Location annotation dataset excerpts
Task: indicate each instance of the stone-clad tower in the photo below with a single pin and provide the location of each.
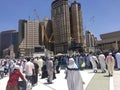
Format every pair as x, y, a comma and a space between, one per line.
76, 23
67, 25
61, 25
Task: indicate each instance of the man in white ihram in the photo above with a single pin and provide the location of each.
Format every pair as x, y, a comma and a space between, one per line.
101, 59
117, 56
73, 76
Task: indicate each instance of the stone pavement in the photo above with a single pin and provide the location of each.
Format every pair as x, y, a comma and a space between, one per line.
90, 79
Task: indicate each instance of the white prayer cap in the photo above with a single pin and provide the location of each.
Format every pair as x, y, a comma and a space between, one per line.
16, 67
110, 53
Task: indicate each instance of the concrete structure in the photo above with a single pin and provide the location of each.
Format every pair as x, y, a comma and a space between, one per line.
61, 25
110, 41
67, 25
28, 37
91, 41
8, 38
76, 23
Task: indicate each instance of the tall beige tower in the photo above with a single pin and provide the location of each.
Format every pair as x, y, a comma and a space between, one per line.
61, 25
67, 25
76, 23
28, 36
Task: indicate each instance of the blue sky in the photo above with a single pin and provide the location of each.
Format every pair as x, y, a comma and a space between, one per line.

**What the exercise asks:** Write out all of the lines above again, requests included, multiplying every coordinate in the answers by 2.3 and rounding to the nearest whole number, with halves rounded up. Leave the pictures out.

**The completed task:**
Task: indicate each instance of the stone-clad tower in the photo below with a single pin and provide the location of each.
Format every pair as x, y, a comma and a space between, one per line.
175, 53
154, 58
140, 58
Task: indicate each instance of the man in white ihram in the photo above with a single pin and provide the location of each.
Format every pair as x, y, a comma and a space between, one per line.
232, 136
269, 129
168, 175
Task: indicate each instance of the stone pavement in the photo above with a single pin and provide the location of each.
Format every pair as x, y, a comma and a space between, one per line.
207, 182
Task: indicate each instance of the white prayer cap in the photo above with a single pin and provide the location of each.
Format every pair as x, y, a comma and a space between, one per line.
37, 154
253, 122
Task: indicate each instance of the concrete structure in the photo above with a single pin and provide the location of each.
Format every pair as x, y, a comma and a space between, one per line.
140, 58
253, 94
154, 58
64, 85
209, 94
18, 87
175, 53
Task: indicate each instance of the tall beige tower in the photo above with a single pin and provide the location of each.
Format every pair as x, y, a comma and a space between, one per line.
140, 58
154, 58
175, 53
64, 83
Task: indicate each instance of the blue sky in the photo above with a single pin and provide the location of each.
Format every pair as x, y, a comma and a space between, one per line.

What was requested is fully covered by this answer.